## Task set
a) According to the information security text, what did hackers start using as a vector of attack in the middle of last year?
b) Translate this sentence from the information security text into Spanish: "From the point a vulnerability is discovered and a remedy is made available, the clock starts ticking."
c) In the information security text, switch "negligence" to "liability" and write out the passage between "A fairly recent" and "providing due care.", inclusive.

(Text passage)

This should be expected and embraced from upper level management as it holds each person to a higher level of accountability thus demonstrating a higher standard. Using this same scenario, the CEO or CIO should sign and then document the basis for their decision with the assistance of in-house or third-party counsel. Just because the CEO didn’t agree to what was presented, doesn’t necessarily mean he/she was wrong. But if you do not document the basis for your decision, will 12 jurors believe your intentions were in the best interest of the company, or are you just trying to save yourself?
A fairly recent survey reported most businesses fail to address medium to low rated risks in information security. A noticeable trend started in the middle of last year. Hackers started using older vulnerabilities as a vector of attack. Most noticeably was “Phatbot”. Phatbot is like any other “bot” designed to perform a repetitive process as designed by its creator. In Phatbot’s case, the repetitive function was designed to be stealthy and install malware. In 2004, vulnerabilities in Microsoft from as far back as early 2003 were encoded into Phatbot’s payload as well as key-loggers and remote administration exploits.
From the point a vulnerability is discovered and a remedy is made available, the clock starts ticking. The longer you wait to address the threat, the closer you encroach upon negligence. This is just one demonstration for providing due care.
While the use of antivirus products might be acceptable for short term as the vulnerability is actually being patched on individual systems. Exclusively relying on this method does not work and is not accepted under “Best Practices”. This is why you will see multiple variants of the same named worm.

(End Text passage)
(Input data)

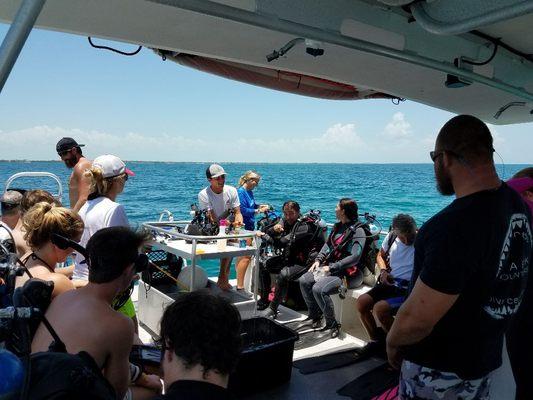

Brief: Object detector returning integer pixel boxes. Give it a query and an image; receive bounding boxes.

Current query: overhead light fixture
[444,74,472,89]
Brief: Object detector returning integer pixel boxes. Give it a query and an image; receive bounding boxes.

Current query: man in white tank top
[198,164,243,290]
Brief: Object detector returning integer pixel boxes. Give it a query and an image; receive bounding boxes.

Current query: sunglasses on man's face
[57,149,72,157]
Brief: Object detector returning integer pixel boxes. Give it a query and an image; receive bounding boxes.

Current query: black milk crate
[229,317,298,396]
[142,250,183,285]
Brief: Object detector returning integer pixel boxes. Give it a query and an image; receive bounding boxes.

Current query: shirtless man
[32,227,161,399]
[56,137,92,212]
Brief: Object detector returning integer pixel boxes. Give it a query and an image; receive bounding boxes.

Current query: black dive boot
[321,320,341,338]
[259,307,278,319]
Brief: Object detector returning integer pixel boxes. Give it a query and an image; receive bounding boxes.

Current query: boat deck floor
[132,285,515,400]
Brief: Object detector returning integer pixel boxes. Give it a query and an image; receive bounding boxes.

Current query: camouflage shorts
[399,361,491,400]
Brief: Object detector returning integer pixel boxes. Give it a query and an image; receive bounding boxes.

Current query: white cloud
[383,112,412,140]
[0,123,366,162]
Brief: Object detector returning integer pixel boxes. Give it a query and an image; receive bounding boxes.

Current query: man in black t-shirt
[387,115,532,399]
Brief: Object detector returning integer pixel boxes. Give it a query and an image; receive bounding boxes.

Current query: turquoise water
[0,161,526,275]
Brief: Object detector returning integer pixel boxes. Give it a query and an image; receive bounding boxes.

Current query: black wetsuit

(End Input data)

## Exercise solutions
a) Older vulnerabilities.

b) Desde el momento en que se descubre una vulnerabilidad y se pone a disposición una solución, el reloj empieza a correr.

c)
A fairly recent survey reported most businesses fail to address medium to low rated risks in information security. A noticeable trend started in the middle of last year. Hackers started using older vulnerabilities as a vector of attack. Most noticeably was “Phatbot”. Phatbot is like any other “bot” designed to perform a repetitive process as designed by its creator. In Phatbot’s case, the repetitive function was designed to be stealthy and install malware. In 2004, vulnerabilities in Microsoft from as far back as early 2003 were encoded into Phatbot’s payload as well as key-loggers and remote administration exploits.
From the point a vulnerability is discovered and a remedy is made available, the clock starts ticking. The longer you wait to address the threat, the closer you encroach upon liability. This is just one demonstration for providing due care.